Extracted text:
OR33-05 Amino Acid Signature of Abdominal Obesity in the TwinsUK Cohort

Background and aim: Metabolomic studies have shown that circulating amino acid levels are altered in the context of obesity. The branched-chain amino acids (BCAAs, namely leucine, isoleucine and valine) have been the most studied because of their consistent positive association with adiposity and their ability to prospectively predict type 2 diabetes and cardiovascular diseases (1). Circulating glutamate has been much less investigated, but some have shown that its specific association with central fat accumulation was stronger than that of BCAAs (2). This study aimed to evaluate the relationship between circulating glutamate and abdominal obesity and the impact of genetic factors on this association. Methods: In the TwinsUK cohort, we selected individuals for whom both metabolomics and DXA trunk fat measurements were available (n=4 665). We used linear regression to assess the correlation between glutamate level and trunk fat. Those with a trunk fat mass greater than 15 kg were considered abdominally obese. We compared the odds of presenting abdominal obesity in each circulating glutamate quintile with logistic regression models. Monozygotic twin pairs discordant for trunk fat were selected to identify analyte differences driven by non-genetic factors. All analyses were also performed with BCAAs for comparison. Results: Circulating glutamate was positively and significantly associated with trunk fat (β: 0.28, 95%CI: 0.26-0.31). Individuals in the highest circulating glutamate quintile had a more than 8-fold higher risk of being characterized by abdominal obesity compared to those in the lowest quintile (OR: 8.44, 95%CI: 6.17-11.55). In the 54 monozygotic twin pairs discordant for trunk fat, the heavier twin had significantly higher glutamate level compared to the leaner co-twin (p-value: 4.05e-07). In all these analyses, the results for glutamate were more significant than with any of the BCAAs. Conclusion: There is a positive relationship between circulating glutamate and trunk fat that is partially independent of genetic background. This often-overlooked metabolite might represent an interesting biomarker of abdominal obesity. References: (1) Newgard (2017). Metabolomics and Metabolic Diseases: Where Do We Stand? Cell Metab, 25(1), 43-56, (2) Kimberly et al. (2017). Metabolite profiling identifies anandamide as a biomarker of nonalcoholic steatohepatitis. JCI Insight, 2(9).

Source data:
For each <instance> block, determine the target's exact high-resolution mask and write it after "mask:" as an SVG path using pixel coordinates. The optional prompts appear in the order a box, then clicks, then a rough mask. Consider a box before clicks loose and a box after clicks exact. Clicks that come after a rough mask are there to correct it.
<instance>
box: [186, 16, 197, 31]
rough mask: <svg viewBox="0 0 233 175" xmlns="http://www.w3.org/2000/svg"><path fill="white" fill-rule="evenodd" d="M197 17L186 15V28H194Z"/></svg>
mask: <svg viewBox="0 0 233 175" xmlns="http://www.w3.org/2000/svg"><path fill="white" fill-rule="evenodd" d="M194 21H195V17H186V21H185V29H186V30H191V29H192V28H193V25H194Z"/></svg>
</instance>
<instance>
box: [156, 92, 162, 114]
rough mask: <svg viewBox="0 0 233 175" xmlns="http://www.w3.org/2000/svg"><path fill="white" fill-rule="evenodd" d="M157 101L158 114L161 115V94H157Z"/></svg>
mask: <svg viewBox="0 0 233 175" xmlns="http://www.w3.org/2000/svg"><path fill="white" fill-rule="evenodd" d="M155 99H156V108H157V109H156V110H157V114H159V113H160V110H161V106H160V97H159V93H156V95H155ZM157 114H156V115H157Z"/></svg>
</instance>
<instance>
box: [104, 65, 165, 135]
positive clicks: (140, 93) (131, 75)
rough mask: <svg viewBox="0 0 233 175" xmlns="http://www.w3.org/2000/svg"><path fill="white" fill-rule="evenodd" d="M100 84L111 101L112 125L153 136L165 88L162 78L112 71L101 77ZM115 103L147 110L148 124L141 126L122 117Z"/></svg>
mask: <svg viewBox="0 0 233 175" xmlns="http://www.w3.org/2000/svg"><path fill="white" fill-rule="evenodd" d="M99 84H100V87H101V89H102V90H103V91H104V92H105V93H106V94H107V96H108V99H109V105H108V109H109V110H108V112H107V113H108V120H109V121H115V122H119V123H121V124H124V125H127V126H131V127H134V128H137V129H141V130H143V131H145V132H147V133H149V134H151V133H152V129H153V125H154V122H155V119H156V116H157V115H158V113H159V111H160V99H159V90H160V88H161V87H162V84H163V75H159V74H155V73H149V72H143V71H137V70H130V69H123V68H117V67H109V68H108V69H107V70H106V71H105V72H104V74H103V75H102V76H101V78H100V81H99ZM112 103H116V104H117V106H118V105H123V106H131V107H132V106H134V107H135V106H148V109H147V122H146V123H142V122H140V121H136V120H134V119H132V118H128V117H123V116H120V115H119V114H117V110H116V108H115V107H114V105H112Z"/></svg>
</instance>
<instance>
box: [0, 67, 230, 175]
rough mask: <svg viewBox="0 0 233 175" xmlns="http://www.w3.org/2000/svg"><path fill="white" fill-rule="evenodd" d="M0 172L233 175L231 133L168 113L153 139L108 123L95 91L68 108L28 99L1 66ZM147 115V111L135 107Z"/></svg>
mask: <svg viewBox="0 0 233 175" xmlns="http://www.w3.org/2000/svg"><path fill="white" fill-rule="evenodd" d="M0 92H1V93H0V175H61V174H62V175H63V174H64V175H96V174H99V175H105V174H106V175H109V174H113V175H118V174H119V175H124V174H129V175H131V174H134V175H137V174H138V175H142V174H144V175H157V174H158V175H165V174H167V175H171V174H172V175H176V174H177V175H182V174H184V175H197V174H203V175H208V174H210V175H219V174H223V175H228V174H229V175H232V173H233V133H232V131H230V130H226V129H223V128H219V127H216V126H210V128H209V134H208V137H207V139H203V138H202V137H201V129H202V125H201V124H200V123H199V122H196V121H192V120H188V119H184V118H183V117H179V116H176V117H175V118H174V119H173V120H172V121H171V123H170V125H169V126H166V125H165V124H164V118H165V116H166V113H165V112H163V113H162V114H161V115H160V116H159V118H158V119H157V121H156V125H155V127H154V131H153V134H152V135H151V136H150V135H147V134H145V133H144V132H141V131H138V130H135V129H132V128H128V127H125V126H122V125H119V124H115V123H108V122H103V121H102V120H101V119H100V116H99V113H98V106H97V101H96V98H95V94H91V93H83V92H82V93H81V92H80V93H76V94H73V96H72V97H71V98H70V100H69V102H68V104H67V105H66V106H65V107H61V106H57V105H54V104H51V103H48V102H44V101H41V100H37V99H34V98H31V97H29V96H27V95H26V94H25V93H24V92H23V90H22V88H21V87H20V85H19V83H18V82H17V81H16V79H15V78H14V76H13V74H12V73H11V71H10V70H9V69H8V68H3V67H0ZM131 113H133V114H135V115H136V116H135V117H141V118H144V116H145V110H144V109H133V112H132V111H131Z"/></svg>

What you should do: Decide whether each statement below agrees with the glutamate and abdominal obesity abstract above. Answer yes or no for each, and quote the deciding words of the abstract. (a) Abdominal obesity was defined as a trunk fat mass greater than 15 kg. (b) The twin analysis used 54 dizygotic twin pairs. (c) The branched-chain amino acids gave more significant results than glutamate.

Final answer:
(a) Yes: "Those with a trunk fat mass greater than 15 kg were considered abdominally obese."
(b) No: "In the 54 monozygotic twin pairs discordant for trunk fat"
(c) No: "In all these analyses, the results for glutamate were more significant than with any of the BCAAs."